*WHAT NEEDS TO BE DONE:* Where does the word "wheel" appear in the entries below? Copy each line that holds it.

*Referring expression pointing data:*

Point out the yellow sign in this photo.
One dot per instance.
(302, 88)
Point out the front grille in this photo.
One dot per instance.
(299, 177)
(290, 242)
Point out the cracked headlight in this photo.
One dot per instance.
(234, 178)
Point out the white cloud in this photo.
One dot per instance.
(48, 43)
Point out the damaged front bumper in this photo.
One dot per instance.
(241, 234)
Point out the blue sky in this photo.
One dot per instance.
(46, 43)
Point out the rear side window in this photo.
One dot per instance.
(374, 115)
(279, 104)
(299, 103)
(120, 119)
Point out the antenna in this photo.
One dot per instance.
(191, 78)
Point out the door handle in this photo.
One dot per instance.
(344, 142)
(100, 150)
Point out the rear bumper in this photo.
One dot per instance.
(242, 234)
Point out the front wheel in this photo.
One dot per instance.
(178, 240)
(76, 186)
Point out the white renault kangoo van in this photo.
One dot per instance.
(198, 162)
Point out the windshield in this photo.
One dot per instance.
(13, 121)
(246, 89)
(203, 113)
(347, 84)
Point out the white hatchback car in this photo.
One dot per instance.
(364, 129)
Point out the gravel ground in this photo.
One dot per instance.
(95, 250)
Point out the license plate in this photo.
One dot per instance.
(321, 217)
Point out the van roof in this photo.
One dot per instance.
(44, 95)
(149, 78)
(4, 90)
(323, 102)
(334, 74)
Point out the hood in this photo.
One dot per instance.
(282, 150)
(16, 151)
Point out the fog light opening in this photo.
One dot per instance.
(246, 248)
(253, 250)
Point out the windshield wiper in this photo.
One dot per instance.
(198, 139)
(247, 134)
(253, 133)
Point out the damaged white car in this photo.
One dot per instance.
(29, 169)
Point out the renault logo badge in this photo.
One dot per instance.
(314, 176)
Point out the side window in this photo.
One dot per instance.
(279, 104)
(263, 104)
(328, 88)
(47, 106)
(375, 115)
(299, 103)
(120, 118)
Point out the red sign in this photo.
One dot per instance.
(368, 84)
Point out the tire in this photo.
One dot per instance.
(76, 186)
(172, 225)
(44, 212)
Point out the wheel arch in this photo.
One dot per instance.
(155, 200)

*YOUR RESPONSE:*
Point out the front wheel in this photo.
Point out the wheel arch in this photo.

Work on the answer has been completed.